%%

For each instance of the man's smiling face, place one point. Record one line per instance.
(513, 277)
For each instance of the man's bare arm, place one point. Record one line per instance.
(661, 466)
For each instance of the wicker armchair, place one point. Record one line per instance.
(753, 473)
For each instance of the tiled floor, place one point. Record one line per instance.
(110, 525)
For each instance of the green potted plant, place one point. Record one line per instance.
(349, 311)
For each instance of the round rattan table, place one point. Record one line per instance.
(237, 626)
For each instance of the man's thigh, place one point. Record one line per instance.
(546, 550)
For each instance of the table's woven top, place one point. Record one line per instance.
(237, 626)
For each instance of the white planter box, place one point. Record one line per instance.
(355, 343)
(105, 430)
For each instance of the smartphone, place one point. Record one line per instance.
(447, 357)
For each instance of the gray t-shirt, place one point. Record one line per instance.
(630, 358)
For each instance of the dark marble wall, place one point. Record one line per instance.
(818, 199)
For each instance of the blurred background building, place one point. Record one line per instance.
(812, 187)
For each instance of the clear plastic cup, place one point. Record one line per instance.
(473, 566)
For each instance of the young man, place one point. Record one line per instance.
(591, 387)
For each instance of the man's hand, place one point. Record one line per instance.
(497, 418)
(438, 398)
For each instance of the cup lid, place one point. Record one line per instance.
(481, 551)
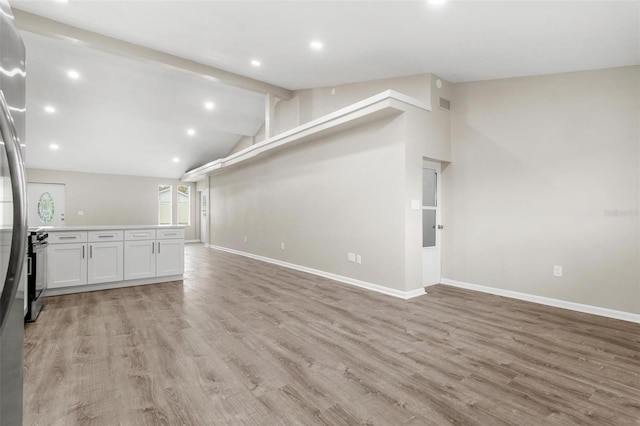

%%

• Task brief: What is needed is a word-for-word copy of the lines from the one containing "For each instance of the smartphone, place" through the final line of the records above, both included, with the pictures left out.

• Answer area:
For each instance of the smartphone, place one point. Record one line per instance.
(447, 357)
For each instance of the gray t-shirt, place one point. Record one line per instance.
(630, 358)
For each instance of the dark marble wall, place one point. Record one line per instance.
(818, 199)
For each instance of the blurred background building, place one point. Record one line per instance.
(812, 187)
For each instance of the clear plastic cup, place one point. Record one line per instance.
(473, 566)
For each instance of the young man, place one point. Record one line per instance.
(591, 387)
For each instance of the man's hand, place one point. Record one line per instance.
(497, 418)
(438, 398)
For each instance of the cup lid, place one point. Record one line per instance.
(481, 551)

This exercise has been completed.